AIM OF THE EXERCISE: Every line in the data below from the one containing "Where can you see the wood grain" down to the one containing "Where can you see the pink ceramic", both included, must be retyped exactly; no other line is to appear.

LISTED RECORDS:

[Start of section]

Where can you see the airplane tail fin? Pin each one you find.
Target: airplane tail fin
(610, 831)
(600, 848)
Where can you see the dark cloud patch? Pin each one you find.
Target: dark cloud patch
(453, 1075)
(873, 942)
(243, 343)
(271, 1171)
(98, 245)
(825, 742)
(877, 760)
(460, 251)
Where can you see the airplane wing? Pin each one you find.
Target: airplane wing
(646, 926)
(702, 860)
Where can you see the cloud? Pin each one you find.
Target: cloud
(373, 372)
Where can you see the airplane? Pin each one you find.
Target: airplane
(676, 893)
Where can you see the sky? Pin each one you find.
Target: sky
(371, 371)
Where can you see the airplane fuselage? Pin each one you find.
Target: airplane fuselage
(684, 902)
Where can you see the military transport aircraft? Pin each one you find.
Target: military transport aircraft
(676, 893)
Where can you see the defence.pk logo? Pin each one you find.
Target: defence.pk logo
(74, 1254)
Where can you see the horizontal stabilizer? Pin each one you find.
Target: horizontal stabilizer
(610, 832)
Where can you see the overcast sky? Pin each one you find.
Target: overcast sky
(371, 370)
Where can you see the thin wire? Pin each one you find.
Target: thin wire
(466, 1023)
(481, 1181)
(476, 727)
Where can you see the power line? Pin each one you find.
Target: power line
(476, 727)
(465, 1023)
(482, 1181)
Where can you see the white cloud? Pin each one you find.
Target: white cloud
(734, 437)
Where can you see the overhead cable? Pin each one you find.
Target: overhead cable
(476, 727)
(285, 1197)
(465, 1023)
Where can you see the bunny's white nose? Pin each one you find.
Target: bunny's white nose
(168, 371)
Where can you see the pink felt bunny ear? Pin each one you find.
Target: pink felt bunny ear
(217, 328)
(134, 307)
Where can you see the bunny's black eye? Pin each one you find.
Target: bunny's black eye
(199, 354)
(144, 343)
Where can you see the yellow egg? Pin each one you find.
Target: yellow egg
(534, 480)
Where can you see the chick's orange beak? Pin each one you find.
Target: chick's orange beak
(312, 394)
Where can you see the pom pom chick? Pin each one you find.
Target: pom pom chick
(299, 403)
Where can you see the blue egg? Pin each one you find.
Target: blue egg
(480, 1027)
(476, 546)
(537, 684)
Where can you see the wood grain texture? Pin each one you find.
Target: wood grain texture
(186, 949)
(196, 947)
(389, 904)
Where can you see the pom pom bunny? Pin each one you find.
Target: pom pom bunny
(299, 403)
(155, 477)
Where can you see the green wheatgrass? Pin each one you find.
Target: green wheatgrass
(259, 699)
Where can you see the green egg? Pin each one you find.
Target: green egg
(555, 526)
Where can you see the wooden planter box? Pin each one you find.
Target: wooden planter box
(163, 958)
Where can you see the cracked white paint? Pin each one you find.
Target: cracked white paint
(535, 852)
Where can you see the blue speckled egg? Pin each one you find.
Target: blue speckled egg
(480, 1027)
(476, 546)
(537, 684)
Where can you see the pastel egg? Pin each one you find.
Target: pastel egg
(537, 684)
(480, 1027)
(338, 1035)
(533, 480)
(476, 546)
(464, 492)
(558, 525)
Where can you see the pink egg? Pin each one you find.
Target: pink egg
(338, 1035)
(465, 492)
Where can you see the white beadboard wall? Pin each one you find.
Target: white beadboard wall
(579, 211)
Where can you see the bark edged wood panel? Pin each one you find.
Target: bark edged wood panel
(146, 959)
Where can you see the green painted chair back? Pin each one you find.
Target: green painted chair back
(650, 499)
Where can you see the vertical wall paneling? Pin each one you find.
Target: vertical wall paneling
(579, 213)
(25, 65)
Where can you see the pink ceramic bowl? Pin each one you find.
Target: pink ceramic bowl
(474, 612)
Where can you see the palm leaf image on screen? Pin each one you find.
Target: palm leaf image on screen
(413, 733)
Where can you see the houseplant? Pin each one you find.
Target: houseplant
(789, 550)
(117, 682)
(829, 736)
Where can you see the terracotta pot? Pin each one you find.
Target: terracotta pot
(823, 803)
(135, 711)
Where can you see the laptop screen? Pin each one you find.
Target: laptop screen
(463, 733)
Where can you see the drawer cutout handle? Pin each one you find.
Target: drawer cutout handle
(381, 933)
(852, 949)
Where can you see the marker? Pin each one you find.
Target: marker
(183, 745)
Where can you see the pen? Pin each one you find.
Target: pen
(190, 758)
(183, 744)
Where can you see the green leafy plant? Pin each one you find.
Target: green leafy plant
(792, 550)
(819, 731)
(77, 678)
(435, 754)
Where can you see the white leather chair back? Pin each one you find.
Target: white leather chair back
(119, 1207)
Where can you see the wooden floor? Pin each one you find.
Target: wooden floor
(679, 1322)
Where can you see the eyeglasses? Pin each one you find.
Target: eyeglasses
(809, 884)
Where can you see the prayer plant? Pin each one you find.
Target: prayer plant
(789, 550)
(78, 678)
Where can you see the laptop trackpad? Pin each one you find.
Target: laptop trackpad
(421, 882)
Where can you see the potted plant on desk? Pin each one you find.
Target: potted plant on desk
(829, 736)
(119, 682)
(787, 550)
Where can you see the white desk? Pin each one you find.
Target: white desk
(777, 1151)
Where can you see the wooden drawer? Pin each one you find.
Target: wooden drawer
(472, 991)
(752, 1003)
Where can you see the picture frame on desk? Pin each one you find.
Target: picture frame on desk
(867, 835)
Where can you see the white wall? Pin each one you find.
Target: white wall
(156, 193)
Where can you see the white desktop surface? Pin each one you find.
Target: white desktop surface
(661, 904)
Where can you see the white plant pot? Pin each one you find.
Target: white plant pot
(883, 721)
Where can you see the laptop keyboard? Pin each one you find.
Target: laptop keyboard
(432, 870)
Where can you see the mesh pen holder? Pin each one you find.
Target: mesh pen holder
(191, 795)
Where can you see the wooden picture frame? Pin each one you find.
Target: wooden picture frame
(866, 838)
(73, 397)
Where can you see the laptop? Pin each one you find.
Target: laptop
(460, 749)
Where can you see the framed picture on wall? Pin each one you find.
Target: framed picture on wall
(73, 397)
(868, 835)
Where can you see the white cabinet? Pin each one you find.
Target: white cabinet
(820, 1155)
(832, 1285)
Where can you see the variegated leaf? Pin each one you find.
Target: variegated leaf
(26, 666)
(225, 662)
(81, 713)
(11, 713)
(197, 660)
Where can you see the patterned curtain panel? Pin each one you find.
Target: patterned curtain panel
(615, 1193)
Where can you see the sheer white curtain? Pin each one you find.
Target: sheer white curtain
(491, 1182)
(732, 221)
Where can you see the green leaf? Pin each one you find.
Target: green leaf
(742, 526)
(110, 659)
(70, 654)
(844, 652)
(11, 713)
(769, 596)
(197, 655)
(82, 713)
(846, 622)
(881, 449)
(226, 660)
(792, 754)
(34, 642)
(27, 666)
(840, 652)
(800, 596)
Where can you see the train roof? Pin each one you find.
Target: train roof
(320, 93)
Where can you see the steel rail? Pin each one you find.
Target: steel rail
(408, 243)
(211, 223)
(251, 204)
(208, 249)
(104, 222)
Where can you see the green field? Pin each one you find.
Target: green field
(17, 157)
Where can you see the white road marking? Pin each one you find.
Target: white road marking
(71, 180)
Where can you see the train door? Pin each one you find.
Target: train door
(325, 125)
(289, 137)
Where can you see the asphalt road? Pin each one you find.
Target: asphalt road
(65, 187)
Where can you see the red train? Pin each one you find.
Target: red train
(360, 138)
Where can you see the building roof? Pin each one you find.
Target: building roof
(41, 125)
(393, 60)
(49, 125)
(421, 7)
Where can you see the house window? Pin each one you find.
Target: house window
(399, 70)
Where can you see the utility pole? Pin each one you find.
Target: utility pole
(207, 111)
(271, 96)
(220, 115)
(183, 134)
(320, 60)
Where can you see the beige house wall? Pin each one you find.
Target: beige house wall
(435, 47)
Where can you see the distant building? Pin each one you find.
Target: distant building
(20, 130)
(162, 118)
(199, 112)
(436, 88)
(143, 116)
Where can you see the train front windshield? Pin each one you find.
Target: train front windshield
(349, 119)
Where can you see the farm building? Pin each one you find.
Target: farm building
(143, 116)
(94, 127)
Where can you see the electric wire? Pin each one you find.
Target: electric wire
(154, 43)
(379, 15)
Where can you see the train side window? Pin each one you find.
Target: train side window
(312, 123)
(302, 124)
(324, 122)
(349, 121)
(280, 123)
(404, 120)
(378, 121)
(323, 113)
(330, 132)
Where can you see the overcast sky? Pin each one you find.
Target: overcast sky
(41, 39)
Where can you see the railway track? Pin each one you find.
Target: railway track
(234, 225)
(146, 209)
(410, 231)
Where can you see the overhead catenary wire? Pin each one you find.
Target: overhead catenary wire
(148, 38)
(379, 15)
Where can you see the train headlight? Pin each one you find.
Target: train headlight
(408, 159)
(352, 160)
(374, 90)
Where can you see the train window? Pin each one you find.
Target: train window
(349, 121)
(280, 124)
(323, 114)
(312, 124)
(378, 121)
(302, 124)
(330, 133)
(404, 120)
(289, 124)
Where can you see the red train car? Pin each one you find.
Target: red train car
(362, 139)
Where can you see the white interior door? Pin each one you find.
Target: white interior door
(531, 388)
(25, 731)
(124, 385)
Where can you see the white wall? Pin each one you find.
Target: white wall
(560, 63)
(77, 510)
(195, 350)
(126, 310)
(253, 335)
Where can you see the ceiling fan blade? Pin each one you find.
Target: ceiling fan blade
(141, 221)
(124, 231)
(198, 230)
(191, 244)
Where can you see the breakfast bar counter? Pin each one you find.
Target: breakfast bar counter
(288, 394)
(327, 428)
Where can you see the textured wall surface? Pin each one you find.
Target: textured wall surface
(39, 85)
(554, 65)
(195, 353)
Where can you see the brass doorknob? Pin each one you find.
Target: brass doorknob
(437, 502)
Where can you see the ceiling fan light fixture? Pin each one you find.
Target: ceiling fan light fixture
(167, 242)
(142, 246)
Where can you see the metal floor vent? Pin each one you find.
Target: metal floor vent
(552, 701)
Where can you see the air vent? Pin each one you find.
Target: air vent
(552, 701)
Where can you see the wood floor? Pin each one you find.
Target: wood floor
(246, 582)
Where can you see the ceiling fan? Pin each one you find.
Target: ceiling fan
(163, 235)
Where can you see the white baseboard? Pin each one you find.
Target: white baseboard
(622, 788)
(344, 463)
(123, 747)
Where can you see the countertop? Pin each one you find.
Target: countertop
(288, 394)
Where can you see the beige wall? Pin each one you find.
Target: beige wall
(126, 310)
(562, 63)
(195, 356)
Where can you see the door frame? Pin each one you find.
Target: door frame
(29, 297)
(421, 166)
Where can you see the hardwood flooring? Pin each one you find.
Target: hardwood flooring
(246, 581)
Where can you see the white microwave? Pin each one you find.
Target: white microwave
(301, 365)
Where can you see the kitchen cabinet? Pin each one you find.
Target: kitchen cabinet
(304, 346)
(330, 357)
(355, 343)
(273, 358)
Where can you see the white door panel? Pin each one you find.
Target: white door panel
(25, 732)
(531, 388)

[End of section]

SOLUTION:
Where can you see the wood grain texture? Pin each one you find.
Target: wood grain texture
(186, 949)
(196, 947)
(389, 904)
Where can you see the pom pom bunny? Pin each one you find.
Target: pom pom bunny
(299, 403)
(155, 477)
Where can you see the green wheatgrass? Pin each one you find.
Target: green wheatgrass
(259, 699)
Where can you see the green egg? Pin each one you find.
Target: green egg
(555, 526)
Where can you see the wooden planter box? Pin each one you find.
Target: wooden planter box
(163, 958)
Where can you see the cracked white paint? Pin each one you find.
Target: cracked white paint
(535, 852)
Where can you see the blue speckled egg? Pin each one you find.
Target: blue speckled egg
(480, 1027)
(476, 546)
(537, 684)
Where can you see the pastel egg? Pin each one you find.
Target: pastel egg
(537, 684)
(480, 1027)
(338, 1035)
(533, 480)
(476, 546)
(464, 492)
(558, 525)
Where can you see the pink egg? Pin each one you find.
Target: pink egg
(338, 1035)
(465, 492)
Where can you see the white beadboard wall? Pin each one you find.
Target: white beadboard wall
(579, 211)
Where can you see the bark edged wood panel? Pin each one you find.
Target: bark edged wood panel
(146, 959)
Where can you see the green painted chair back? Pin each one you find.
Target: green painted chair back
(650, 499)
Where can you see the vertical wall paneling? Pin each one you find.
Target: vertical wall paneling
(579, 213)
(25, 65)
Where can you see the pink ceramic bowl? Pin each one you find.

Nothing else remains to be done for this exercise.